Monday, September 10, 2012

How to deal with people who disagree: 4 types you need to know

Beware of trolls
Beware of trolls (Photo credit: Wikipedia)
As a critic of scams and potential scams, I very often run into people who don't agree. They generally fall into four categories:
  • Sincere arguers -- they don't agree, but they are polite and point out your mistakes, and when you point out their mistakes they'll concede that you had a point, and you narrow down to where there's not enough data and what is there can be interpreted either way, and call a truce.
  • Misguided enthusiasts -- they are sincere about their disagreement, but they're not so polite, and often repeats what other people say without critical thinking, and often they don't react logically as well, esp. when you point out they used fallacies, or red herrings, and some such.
  • Scammers -- they know they're lying or using fallacies, but they don't care. When you point out their problems they may turn into trolls, or just leave (in a huff?)
  • Trolls -- they're just out to rile you, not to really defend anything
So how do you deal with them? Depends on which type they are. 

Sincere Arguers

Sincere arguers don't agree with you, but are usually open-minded enough that they will attempt to engage you with logic (or what they think is logic), based on what they know. However, often their logic are actually fallacies. If you engage them politely and explain where they went wrong, and so on, they may even concede defeat, or leave politely. If they won't concede, you can always "agree to disagree".

Beware that a lot of misguided enthusiasts act like sincere arguers. It is how they respond to their mistakes pointed out that show who they really are. 

Misguided Enthusiasts

Misguided enthusiasts are the people who "know just enough to be dangerous". They think they know a lot, but they actually know very little, and they fit what they know around their beliefs. They believe enthusiastically, even fervently, and they are honest. Unfortunately, their lack of facts and lack of critical thinking often lead them to just repeat whatever they are told (often by scammers, see next section) and you basically have to teach them skepticism 101, and why skepticism is a virtue, not negativity. 

Furthermore, when you show them that what they believed was wrong, they get cognitive dissonance, and there's no telling how they will reconcile the conflicting "truths" in their head. Backfire effect happens quite often (that instead of accepting whatever they believed was fake, they reject reality and believe even deeper what they believed in before). 

To deal with misguided enthusiasts you have to treat them with kid gloves, and try to lead them one step at a time toward the "real" reality and away from their beliefs. If you shock and awe them you're more like to get the backfire effect. Instead, take baby steps, get them to agree each step, eventually show that what they believe was wrong, and the "real" reality makes much more sense.

The problem is a lot of scammers will act like misguided enthusiasts (it's a simple enough disguise), until you lead them so close to the truth they no longer have wiggle room. 


Scammers know they are lying, and argue with logical fallacies, concealed evidence, and when those fail, they may even resort to character assassination, hacking, filing fake takedown notices to domains, even hack attacks, against you.

======

Written exercise a
Convert the part of the listing that opens with the line containing "Basketball game film review: mark the white" and runs through the end of the listing into a JSON list of strings, one string per line, with blank lines left out.
The post about dealing with people who disagree and the listing after it are unrelated material.

Data supplied
======

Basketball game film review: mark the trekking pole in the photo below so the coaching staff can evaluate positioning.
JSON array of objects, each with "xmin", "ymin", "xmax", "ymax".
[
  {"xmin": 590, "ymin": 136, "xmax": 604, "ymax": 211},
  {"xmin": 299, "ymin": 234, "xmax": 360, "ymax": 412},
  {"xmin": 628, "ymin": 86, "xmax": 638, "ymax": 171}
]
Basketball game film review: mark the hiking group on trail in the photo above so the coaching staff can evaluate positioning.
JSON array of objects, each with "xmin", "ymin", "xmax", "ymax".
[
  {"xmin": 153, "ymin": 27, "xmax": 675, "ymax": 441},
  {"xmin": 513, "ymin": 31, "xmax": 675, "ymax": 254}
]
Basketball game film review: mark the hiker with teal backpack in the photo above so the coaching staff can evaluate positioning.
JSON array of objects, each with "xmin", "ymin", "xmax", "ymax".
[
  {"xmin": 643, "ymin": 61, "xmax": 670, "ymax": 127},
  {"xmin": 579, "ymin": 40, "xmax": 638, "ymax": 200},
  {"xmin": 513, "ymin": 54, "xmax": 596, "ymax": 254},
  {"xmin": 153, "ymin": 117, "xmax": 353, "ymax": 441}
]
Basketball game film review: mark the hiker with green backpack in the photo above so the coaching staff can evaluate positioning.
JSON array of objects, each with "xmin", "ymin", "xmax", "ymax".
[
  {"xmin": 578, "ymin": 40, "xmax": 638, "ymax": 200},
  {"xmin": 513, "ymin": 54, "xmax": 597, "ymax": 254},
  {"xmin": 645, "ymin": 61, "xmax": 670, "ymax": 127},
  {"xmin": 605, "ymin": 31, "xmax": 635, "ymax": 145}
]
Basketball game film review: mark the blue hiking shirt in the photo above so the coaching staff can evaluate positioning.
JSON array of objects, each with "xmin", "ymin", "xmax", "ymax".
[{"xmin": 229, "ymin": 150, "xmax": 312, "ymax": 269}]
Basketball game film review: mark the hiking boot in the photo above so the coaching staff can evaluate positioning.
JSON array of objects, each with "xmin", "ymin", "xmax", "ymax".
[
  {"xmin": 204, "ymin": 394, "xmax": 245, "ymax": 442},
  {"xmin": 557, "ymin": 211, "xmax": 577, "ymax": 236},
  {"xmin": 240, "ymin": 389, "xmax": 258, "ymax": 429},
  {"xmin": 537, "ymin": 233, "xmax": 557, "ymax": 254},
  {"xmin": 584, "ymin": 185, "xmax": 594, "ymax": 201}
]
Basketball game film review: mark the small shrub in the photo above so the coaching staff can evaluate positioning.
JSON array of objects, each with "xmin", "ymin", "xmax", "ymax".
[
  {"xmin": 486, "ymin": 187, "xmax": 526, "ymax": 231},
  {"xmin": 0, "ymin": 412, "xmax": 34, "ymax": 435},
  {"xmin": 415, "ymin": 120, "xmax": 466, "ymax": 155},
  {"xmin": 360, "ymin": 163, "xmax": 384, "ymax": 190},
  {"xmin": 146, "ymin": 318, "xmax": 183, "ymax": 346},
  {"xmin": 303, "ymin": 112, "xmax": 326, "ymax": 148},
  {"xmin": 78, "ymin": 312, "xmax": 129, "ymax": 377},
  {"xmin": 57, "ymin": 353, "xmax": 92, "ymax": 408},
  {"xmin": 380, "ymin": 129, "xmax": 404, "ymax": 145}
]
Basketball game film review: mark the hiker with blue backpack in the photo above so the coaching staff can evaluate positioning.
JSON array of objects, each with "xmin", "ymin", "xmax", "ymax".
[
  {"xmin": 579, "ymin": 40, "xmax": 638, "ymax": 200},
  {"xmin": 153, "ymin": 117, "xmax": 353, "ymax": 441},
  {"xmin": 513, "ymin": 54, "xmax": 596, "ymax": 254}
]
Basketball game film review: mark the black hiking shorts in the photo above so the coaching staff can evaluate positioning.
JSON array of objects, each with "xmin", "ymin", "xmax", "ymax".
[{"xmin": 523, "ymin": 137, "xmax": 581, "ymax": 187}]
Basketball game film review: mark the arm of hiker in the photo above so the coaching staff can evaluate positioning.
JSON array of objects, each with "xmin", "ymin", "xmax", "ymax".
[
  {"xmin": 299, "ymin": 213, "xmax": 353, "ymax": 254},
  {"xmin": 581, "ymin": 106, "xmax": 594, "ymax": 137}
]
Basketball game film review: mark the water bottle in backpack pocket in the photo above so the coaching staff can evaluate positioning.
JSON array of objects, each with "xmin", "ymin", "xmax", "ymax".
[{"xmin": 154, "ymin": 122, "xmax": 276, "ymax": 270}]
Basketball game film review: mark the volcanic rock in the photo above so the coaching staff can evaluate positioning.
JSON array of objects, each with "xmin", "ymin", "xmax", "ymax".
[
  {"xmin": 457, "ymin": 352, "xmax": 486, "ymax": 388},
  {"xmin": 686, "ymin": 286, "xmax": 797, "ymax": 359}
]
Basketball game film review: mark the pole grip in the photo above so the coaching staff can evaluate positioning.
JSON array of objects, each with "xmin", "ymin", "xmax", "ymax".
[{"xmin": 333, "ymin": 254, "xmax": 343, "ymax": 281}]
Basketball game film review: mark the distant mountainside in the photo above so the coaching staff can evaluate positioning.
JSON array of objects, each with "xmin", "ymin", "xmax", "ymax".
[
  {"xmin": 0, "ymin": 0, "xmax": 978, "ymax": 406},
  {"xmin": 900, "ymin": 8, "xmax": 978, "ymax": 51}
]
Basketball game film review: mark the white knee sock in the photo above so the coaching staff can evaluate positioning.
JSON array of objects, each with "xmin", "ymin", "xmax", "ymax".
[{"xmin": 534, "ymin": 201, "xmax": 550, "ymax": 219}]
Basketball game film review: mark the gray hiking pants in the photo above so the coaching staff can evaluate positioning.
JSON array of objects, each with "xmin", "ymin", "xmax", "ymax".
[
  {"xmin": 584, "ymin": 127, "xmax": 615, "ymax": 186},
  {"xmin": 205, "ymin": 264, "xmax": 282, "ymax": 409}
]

======

Written exercise b
Carry on the post about dealing with people who disagree from the point where it stops.

Exercise response a
[
  "Basketball game film review: mark the white knee sock in the photo above so the coaching staff can evaluate positioning.",
  "JSON array of objects, each with \"xmin\", \"ymin\", \"xmax\", \"ymax\".",
  "[{\"xmin\": 534, \"ymin\": 201, \"xmax\": 550, \"ymax\": 219}]",
  "Basketball game film review: mark the gray hiking pants in the photo above so the coaching staff can evaluate positioning.",
  "JSON array of objects, each with \"xmin\", \"ymin\", \"xmax\", \"ymax\".",
  "[",
  "  {\"xmin\": 584, \"ymin\": 127, \"xmax\": 615, \"ymax\": 186},",
  "  {\"xmin\": 205, \"ymin\": 264, \"xmax\": 282, \"ymax\": 409}",
  "]"
]

Exercise response b
Scammers rarely engage you in debates directly, preferring to play the puppet master, and convince a bunch of misguided enthusiasts to argue with you instead. Their propaganda tools work only on sheeple, not skeptics. However, some very proud ones may choose to engage the skeptics directly with propaganda (mainly as gesture to others) and when they go on long-winded advertorials and got banned, they claim that is "censorship" and play the part of a "victim" for sympathy (yet another propaganda tactic).

When spotted and revealed, scammers often turn into trolls (see next section) or disengage entirely. 


In general, the best advice to deal with trolls is don't feed them. These two sayings apply:

Never wrestle with a pig: You both get all dirty, and the pig likes it. 

Never argue with an idiot. 
They drag you down to their level then beat you with experience. 

If you must deal with a troll, never react with anger, which is what they are looking for. Instead, react with amusement and light mockery. Trolls don't like being on the receiving end of jokes.  Troll will often become angry (instead of causing anger) and get banned for some outrageous behavior, or leave because it's no fun playing with people who sees through his tricks.

Oh, and here's a great comic panel that explains the troll:

So how do you tell them apart?

Trolls are pretty self-evident: they post stuff that if spoken, would require their mouth washed with soap.

Initially, it is best to assume that your opponent is a "misguided enthusiast", and indeed most people are. Use gentle engagements to ascertain their type.

If a misguided enthusiast actually concedes points, and supports his/her points with good logic and evidence, and recognizes bias on both sides, then you may have a genuine sincere arguer.

Scammers rarely engage skeptics directly, and when they do, they are usually disguised as a misguided enthusiast. To tell them apart, a misguided enthusaist, when faced with a gentle mistake, will often realize they  are wrong, but change topic, like "Okay, I was wrong about that, but this is something else..."   Scammers don't usually recognize their own mistakes.

So the decision tree is as follows:

Y = misguided enthusiast, continue
N = troll

Armed with facts and logic?
Y = sincere arguer
N = possible scammer, continue

Recognizes own mistakes?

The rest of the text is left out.